# Brief:
In the abstract below on Fréchet Audio Distance, which embedding gave the best correlation between FAD scores and perceptual ratings?

Correlation of Fréchet Audio Distance With Human Perception of Environmental Audio Is Embedding Dependant
Abstract
This paper explores whether considering alternative domain-specific embeddings to calculate the Fréchet Audio Distance (FAD) metric can help the FAD to correlate better with perceptual ratings of environmental sounds. We used embeddings from VGGish, PANNs, MS-CLAP, L-CLAP, and MERT, which are tailored for either music or environmental sound evaluation. The FAD scores were calculated for sounds from the DCASE 2023 Task 7 dataset. Using perceptual data from the same task, we find that PANNs-WGM-LogMel produces the best correlation between FAD scores and perceptual ratings of both audio quality and perceived fit with a Spearman correlation higher than 0.5. We also find that music-specific embeddings resulted in significantly lower results. Interestingly, VGGish, the embedding used for the original Fréchet calculation, yielded a correlation below 0.1. These results underscore the critical importance of the choice of embedding for the FAD metric design.

# Data excerpts:
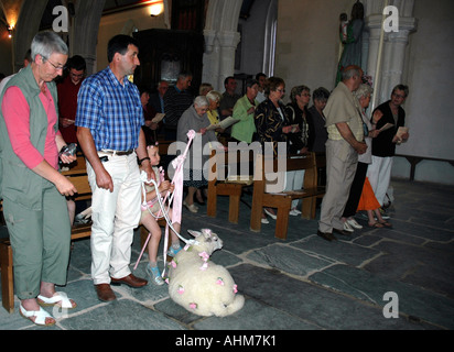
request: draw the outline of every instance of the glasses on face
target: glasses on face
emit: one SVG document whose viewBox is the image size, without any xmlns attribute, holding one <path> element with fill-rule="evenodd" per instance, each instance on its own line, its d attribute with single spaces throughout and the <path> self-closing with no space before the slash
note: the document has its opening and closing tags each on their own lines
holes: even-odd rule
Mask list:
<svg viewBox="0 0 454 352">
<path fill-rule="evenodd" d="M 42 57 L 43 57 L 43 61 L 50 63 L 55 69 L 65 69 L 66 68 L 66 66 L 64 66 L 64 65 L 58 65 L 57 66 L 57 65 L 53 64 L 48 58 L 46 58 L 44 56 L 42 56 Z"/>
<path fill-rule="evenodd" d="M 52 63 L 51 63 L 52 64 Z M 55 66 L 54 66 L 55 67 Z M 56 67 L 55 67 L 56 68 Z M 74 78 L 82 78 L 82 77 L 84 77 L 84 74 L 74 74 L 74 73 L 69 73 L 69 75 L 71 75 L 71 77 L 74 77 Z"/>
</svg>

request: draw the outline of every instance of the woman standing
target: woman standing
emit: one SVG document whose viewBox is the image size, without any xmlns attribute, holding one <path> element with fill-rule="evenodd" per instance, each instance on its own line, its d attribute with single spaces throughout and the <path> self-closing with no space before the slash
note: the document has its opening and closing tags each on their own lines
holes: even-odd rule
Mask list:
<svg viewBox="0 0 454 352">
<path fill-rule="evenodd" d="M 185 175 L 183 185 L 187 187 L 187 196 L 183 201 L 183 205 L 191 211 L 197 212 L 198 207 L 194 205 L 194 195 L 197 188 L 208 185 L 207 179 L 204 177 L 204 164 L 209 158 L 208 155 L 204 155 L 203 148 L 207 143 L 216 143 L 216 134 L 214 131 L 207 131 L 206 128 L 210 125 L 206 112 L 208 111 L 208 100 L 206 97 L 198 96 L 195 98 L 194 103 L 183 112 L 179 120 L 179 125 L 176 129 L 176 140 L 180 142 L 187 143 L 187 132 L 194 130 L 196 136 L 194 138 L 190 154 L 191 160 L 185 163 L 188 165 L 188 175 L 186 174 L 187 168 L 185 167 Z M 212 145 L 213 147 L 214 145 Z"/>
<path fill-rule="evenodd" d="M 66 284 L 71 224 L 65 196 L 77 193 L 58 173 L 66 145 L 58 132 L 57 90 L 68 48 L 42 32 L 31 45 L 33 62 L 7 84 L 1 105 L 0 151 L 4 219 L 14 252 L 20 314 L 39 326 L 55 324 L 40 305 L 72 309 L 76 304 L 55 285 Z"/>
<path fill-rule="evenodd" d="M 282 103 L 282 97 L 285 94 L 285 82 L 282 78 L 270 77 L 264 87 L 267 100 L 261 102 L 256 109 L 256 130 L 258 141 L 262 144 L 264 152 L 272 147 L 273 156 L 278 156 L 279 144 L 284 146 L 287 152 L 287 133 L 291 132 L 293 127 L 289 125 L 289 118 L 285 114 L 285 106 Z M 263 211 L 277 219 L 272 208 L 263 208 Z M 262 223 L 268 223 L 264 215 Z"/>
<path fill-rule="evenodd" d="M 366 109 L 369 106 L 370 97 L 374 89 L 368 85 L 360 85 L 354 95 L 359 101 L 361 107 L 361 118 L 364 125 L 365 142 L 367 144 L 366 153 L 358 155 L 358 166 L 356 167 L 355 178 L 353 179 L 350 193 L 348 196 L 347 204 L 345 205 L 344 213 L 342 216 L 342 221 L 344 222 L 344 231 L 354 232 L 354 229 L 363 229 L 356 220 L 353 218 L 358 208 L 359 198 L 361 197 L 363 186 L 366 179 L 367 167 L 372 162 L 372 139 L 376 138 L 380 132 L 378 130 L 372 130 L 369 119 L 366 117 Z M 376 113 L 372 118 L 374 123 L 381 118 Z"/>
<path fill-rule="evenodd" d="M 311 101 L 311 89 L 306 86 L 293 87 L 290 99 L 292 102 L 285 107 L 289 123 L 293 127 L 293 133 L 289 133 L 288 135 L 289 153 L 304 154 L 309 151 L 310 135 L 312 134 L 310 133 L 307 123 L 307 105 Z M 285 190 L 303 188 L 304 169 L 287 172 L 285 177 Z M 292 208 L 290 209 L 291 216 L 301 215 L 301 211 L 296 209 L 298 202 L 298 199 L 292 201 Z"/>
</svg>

# Response to this task:
PANNs-WGM-LogMel